──────── TEXTE DE LECTURE

Elle n’arrive pas à croire qu’Arlis puisse l’aimer :

  Kay : D’accord je suis chiante. J’ai reçu le message. Mais d’habitude, j’essaie d’être gentille. Si tu me rencontrais dans de meilleures circonstances, tu m’aimerais bien. La plupart des gens m’aiment bien, je t’assure. Remarque, peut-être qu’y mentent aussi.
  Arlis : Mais qu’est-ce qui t’arrive. J’ai rien dit. Moi aussi, je t’aime bien. C’est vrai que ma vie est un peu… agitée depuis que je t’ai rencontrée. Je suis un gars qui roule d’une ville à l’autre, tu saisis ? Je croise les mêmes visages, j’entends les mêmes choses, je roupille dans les mêmes piaules, j’ingurgite la même bouffe, et c’est la routine toutes les semaines, et surtout ça me plaît. J’aime pas entrer dans des maisons habitées par des gens que je n’ai jamais vus, j’ai horreur des flingues, des coups de feu, des coups de poing, j’aime pas songer qu’il y a un mari jaloux qui peut surgir dans mon dos, j’ai horreur des surprises. Point final.
  Kay : C’est vrai que tu m’aimes bien ?

On aura remarqué au passage le doute : "Peut-être qu’y mentent aussi.", "C’est vrai que…"

Tout cela rend Kay extrêmement passive sur le plan relationnel. Elle suit Arlis quand il lui demande la suivre, reste au motel quand il lui dit de le faire, mais ne prend quasiment aucune initiative. Même quand elle aide quelqu’un, comme lorsqu’elle donne des vêtements à Ginnie, Kay n’attend pas grand-chose en retour :

  Kay : Ginnie, avec un "J" ou "G" ?
  Ginnie : Tu penses m’écrire bientôt ?
  Kay : OK ! Garde ton petit mystère.

────────────────
──────── LISTE

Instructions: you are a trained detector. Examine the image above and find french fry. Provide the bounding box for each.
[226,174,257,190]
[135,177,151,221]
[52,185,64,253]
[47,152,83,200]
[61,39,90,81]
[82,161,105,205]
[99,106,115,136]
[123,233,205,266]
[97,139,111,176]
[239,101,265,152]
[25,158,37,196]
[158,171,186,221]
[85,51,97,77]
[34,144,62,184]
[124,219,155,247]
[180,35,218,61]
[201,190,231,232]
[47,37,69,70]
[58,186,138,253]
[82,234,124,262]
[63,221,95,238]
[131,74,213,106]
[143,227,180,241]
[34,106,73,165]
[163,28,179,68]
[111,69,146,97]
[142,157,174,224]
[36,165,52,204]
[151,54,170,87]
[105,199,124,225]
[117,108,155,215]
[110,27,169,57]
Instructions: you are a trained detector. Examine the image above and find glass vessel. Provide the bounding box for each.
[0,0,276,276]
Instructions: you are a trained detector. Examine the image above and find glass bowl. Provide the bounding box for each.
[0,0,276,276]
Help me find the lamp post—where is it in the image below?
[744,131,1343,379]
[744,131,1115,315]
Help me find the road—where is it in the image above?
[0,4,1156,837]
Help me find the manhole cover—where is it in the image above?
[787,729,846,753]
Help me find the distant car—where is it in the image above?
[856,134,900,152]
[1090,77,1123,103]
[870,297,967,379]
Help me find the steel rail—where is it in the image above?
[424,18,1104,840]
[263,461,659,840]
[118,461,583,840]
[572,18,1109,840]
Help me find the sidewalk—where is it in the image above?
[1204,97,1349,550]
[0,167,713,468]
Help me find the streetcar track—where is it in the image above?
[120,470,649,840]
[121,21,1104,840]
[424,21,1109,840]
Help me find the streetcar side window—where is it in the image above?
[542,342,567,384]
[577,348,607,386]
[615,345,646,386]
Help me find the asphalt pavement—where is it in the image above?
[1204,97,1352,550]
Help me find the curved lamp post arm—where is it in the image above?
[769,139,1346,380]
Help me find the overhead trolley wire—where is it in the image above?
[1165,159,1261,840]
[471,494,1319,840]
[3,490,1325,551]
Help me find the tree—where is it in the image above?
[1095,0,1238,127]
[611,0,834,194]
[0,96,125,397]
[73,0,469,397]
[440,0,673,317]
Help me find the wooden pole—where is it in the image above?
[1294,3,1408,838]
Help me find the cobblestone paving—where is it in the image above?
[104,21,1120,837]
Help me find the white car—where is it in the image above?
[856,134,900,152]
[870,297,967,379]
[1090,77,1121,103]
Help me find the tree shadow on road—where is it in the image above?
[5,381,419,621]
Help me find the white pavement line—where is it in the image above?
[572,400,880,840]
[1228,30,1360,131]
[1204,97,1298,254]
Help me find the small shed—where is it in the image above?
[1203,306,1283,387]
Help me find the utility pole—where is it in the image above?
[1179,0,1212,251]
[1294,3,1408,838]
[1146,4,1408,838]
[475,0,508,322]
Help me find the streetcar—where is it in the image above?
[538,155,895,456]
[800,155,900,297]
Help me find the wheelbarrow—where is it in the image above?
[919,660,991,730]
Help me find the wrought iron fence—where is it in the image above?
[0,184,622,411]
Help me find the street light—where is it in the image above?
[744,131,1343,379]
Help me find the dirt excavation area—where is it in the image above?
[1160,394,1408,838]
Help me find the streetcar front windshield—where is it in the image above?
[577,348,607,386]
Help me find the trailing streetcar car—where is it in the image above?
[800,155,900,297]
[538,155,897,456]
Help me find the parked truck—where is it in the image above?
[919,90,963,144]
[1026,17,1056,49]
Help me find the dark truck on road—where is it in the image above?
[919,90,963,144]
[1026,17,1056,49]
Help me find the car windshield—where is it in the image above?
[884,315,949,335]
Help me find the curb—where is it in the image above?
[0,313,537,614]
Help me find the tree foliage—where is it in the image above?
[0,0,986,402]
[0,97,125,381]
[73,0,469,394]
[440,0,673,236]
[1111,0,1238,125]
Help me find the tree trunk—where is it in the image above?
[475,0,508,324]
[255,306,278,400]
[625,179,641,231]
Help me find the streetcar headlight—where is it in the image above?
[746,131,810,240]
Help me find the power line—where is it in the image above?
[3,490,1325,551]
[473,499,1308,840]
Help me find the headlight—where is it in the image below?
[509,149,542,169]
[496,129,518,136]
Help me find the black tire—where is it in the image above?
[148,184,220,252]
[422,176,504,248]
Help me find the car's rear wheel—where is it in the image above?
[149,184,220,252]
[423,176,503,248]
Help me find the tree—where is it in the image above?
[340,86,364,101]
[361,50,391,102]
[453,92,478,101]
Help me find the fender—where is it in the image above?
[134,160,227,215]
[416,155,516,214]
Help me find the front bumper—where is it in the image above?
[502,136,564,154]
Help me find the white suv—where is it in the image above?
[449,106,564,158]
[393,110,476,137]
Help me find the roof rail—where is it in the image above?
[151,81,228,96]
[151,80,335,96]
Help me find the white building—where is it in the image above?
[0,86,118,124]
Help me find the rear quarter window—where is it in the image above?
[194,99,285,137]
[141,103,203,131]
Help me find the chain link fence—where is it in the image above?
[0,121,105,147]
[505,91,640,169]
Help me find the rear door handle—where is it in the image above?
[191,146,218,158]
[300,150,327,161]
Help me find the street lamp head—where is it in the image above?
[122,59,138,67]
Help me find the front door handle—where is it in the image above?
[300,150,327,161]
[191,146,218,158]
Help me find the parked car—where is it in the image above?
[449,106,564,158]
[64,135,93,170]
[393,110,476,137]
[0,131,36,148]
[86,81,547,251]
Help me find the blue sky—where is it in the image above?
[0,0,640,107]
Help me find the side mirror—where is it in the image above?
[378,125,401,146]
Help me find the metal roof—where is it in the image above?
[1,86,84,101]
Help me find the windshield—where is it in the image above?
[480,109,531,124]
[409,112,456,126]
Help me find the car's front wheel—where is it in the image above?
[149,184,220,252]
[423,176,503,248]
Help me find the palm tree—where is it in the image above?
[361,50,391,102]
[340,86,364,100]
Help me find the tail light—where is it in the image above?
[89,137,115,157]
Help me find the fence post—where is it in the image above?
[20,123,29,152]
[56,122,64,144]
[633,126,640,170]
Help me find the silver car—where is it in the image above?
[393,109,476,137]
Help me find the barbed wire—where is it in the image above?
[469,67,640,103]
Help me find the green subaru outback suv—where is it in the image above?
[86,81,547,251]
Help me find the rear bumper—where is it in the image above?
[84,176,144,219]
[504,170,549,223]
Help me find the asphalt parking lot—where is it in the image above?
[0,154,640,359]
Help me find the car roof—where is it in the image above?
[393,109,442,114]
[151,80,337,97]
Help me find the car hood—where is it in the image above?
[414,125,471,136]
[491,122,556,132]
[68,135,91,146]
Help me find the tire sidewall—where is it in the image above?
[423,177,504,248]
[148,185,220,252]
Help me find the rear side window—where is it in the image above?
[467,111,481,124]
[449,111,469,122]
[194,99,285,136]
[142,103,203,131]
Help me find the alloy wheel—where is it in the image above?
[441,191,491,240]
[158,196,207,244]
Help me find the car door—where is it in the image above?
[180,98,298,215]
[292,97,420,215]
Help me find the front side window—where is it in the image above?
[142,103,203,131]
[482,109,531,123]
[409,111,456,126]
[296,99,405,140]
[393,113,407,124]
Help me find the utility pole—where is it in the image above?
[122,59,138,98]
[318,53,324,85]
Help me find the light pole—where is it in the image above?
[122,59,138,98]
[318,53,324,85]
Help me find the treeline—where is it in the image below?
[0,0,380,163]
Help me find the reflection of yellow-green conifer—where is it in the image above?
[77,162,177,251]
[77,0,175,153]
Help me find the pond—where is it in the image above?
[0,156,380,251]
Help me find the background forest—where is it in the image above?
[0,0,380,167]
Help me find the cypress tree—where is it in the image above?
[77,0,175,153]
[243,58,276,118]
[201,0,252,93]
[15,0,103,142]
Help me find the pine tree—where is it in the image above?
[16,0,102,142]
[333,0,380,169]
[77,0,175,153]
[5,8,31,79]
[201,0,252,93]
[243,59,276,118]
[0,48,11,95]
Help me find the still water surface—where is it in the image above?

────────────────

* _EXERCICE PROPOSÉ_: Dans le texte de lecture, qu'est-ce que Kay donne à Ginnie ? Répondez en quelques mots, s'il vous plaît.

* _RÉPONSE ATTENDUE_: Des vêtements.